Work instructions.
• A. Please update the logo tutorial from "Before we get" to "the perfect vessel.", changing "Art Foundation" to "Art Diploma".
• B. Carry on the Clifford Browns logo tutorial after its last sentence.

Selected extract.
== == ==
Clifford Brown’s Logo Tutorial by James Martin

Hey there good people! hope all is dandy today… It’s James Martin here ( on instagram) from the beautiful, rainy UK. This is the first tutorial I’ve done when it comes to showing how I design my logos, so I hope that you can get a lot out of it.

Before we get to the tutorial, I’ll give you a brief history of how I got into design in the first place.  When I was at college, i did an Art Foundation, which is basically where you study most of the disciplines of design. (sculpture, fine art, graphics.)

It was through the Art Foundation where I realised that I had a love for detailed drawing. From a very young age I would copy comic book drawings and any cool graffiti or tattoo artwork I could find; I have always liked telling stories through artwork and for me creating logos and brands is the perfect vessel.

I love what I do and the industry itself is full of so many epic and talented people. I think that the logo design industry is very unique in that perspective. People are always willing to share and collaborate with others, which is super cool…

Now onto the job at hand. Today, I’ll be presenting to you a logo that I created for a catering company that goes by the name of Clifford Browns. They opened their first brasserie about a year ago.

Meeting the client

My process always starts with a client meeting. Having worked with Clifford Browns before on their brasserie branding I already had a good idea of where I needed to take this logo direction, but still, I think it’s always worth meeting up with clients so that you can not only get a feel for their personality and vibe, but also get more info about what they are after.

After I meet the client, I will ping them an email or give them a call where I will ask them to scope the internet or look through a few books to find some examples of what it is they like and why they like it.

When this stage is done, I generally have a really good foundation to start sketching. I will now have an idea of the things they like, and what they don’t like. I will also have an idea of who they are as a business and their personality, which is always important when it comes to designing logos.

Image of the CB monogram in sketch form

Sketching on paper

After the meeting, I always start in my little notebook, which goes with me everywhere, doodling little sketches and concepts to get my brain ticking over.
== == ==
Dataset extract.
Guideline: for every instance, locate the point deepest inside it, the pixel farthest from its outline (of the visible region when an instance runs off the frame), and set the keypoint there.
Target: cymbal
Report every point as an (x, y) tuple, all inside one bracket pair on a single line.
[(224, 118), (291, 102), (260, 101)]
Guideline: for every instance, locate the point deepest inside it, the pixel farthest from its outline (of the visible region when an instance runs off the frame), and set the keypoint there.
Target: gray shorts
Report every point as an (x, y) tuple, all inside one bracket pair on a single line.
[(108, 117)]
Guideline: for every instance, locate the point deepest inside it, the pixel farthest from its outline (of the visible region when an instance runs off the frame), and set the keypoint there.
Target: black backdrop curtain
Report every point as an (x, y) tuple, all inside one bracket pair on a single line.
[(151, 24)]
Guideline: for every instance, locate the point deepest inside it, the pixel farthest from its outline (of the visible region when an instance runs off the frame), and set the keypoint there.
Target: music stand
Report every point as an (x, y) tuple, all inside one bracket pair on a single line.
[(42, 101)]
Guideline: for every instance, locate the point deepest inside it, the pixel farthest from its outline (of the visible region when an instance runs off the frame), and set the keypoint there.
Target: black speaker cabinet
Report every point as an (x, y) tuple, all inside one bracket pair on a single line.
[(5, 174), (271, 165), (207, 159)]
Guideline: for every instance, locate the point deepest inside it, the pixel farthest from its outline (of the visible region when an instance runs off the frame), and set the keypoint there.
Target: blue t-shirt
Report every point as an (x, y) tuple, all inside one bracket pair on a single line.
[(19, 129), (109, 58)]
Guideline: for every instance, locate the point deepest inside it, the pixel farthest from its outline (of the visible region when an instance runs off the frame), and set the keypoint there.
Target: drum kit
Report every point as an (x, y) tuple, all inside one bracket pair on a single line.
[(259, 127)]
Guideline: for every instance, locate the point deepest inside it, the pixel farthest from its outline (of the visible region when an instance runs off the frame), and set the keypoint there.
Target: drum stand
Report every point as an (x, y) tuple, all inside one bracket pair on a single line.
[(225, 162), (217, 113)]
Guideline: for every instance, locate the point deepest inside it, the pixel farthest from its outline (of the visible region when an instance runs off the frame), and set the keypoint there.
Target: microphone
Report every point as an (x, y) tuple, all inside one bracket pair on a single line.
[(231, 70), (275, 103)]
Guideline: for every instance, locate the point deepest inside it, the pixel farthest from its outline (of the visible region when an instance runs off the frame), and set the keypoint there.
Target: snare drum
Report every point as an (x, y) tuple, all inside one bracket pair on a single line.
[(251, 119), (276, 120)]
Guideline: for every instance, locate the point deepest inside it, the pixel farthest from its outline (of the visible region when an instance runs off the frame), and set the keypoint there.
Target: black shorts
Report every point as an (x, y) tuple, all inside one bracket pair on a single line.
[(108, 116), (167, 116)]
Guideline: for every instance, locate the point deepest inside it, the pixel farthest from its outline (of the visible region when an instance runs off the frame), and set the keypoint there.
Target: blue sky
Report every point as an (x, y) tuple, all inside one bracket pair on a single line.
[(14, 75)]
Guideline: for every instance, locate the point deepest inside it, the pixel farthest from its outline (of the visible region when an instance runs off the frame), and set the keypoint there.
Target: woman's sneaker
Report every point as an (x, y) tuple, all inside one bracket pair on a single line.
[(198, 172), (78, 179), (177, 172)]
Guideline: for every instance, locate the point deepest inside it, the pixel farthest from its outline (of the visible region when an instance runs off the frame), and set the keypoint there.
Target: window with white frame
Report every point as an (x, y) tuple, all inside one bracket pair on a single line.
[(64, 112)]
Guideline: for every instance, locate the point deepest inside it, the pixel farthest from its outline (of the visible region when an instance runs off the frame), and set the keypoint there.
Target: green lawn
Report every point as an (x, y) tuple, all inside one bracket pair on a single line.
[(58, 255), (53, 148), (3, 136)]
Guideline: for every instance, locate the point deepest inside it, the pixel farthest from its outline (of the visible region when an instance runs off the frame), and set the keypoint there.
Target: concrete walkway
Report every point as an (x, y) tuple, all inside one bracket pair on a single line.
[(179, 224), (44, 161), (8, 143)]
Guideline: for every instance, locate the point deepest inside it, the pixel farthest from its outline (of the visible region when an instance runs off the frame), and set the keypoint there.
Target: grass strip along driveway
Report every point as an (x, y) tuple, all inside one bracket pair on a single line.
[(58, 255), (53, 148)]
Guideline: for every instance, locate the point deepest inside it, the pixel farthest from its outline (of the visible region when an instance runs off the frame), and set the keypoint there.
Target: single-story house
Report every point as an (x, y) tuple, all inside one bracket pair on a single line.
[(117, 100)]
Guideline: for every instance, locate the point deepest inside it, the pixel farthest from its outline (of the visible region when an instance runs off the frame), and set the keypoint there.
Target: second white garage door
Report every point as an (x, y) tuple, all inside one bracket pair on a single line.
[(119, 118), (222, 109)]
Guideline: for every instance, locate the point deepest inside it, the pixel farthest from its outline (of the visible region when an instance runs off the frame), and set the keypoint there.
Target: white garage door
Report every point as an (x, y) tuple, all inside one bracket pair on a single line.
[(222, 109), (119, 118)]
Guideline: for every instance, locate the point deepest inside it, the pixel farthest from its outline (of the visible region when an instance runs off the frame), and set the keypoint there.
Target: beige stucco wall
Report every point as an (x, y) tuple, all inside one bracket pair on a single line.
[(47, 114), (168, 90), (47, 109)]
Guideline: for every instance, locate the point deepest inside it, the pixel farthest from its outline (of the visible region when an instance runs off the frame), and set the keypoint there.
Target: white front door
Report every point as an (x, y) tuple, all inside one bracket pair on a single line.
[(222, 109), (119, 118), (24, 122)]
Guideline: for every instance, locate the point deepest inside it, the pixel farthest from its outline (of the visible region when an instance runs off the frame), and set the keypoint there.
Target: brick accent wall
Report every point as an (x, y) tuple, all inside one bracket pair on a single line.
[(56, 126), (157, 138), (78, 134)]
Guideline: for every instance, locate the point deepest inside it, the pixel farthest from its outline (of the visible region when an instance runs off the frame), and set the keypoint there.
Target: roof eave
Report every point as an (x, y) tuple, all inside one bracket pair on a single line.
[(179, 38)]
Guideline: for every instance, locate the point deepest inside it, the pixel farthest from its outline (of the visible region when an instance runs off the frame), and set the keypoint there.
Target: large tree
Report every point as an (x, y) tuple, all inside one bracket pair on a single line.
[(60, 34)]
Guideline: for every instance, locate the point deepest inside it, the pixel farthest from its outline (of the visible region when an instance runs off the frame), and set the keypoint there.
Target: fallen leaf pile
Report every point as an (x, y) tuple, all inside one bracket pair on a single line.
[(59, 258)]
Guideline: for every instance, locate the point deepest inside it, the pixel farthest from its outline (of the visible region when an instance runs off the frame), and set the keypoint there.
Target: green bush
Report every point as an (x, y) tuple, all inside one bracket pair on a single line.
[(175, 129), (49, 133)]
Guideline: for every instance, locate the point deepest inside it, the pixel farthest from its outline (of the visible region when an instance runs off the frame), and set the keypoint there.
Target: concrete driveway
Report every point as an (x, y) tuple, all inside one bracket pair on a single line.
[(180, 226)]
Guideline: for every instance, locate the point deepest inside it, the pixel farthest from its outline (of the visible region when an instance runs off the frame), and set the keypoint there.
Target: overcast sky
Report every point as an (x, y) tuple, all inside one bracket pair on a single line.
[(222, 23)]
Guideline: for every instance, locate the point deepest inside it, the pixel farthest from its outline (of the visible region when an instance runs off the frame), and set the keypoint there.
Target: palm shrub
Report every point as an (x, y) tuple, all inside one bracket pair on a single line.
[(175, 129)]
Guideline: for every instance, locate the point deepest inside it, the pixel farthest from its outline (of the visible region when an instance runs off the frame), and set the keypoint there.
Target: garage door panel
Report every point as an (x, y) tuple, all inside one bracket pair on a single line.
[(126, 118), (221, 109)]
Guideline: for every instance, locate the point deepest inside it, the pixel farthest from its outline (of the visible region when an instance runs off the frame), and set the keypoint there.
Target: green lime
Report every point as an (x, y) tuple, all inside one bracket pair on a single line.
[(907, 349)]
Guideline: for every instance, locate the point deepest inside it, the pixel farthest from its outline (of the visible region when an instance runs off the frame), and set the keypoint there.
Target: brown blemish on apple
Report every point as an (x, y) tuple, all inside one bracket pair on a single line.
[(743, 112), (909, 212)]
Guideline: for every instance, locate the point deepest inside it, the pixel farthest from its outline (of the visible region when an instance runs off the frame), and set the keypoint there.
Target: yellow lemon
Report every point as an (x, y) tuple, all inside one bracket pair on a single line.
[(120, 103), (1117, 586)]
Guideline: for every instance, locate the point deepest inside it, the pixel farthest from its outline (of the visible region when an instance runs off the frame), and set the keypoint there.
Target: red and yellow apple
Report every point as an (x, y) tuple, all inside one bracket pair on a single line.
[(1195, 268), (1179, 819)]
== == ==
Replies.
• A.
Before we get to the tutorial, I’ll give you a brief history of how I got into design in the first place.  When I was at college, i did an Art Diploma, which is basically where you study most of the disciplines of design. (sculpture, fine art, graphics.)

It was through the Art Diploma where I realised that I had a love for detailed drawing. From a very young age I would copy comic book drawings and any cool graffiti or tattoo artwork I could find; I have always liked telling stories through artwork and for me creating logos and brands is the perfect vessel.

• B.
A lot of designers will sketch up a few different directions, then present them to the client for approval on their favourite. I do it a bit differently…

I feel that through the client meeting and initial stages, I can gather a good knowledge of where to take it so I tend to go with the one direction and show it in it’s finished state… for me, seeing a bunch of sketches with no context doesn’t really bring the brand to life.

Context is important.

From there, I work with my client to develop the concept. I have a flat rate for logo creation so there is no extra payment for development and I don’t stop until I nail it.

At the end of the day, although I create the logo, the most important target is for my client to love it as much as I do. It will be theirs throughout the lifetime of their brand after all.

I find that annotating my work allows me to understand it… it allows me to critique the direction ‘out loud’ and it reminds me of what I was thinking when I drew it.

This particular logo for Clifford Brown’s was actually being embedded into an existing brand direction I had created a year or so ago and so I knew the colours that needed to be used etc…

It was more about creating something with the right vibe, something which spoke to their differing clientele both on the catering side of the business and their guests in the brasserie.

It was also important to not detriment their exiting brand ethos and direction.

Image of the clifford Brown's logo sketch

Once I had the visual down, it was about implementing the logo into the existing brand.

At this stage, it’s worth noting, I am still in the sketch book. Yes, it takes more time this way and a lot of people would be straight on Illustrator but I think you lose connection with the work by jumping into digital too quickly…

Get yourself some decent drawing weapons and enjoy sketching… long live the paper process, I say.

Don’t get me wrong, I love Illustrator, it’s a brilliant application and I use it every day but for me I just love to put pen to paper… it makes the whole process more enjoyable and tangible.

Image of a sketch of the CB logo design

Finalising the design in Illustrator

Finally when I am totally down with my chosen concept I will bring it into Illustrator to get it all vectored up…

once it is in here you can start to quickly play with colours and sizing to make it work with the design. As this logo was being implemented into an existing brand direction I had my colour palette down, it was just a matter of getting the sizing right and making sure everything else was hunky dory.

The logo as a whole is in keeping with the Clifford Brown’s brand, which is awesome, but  personally, over time I can see the emblem (CB.) will start to become synonymous with Clifford Brown’s Catering and is strong enough to stand alone.

Thanks for reading and stay boss.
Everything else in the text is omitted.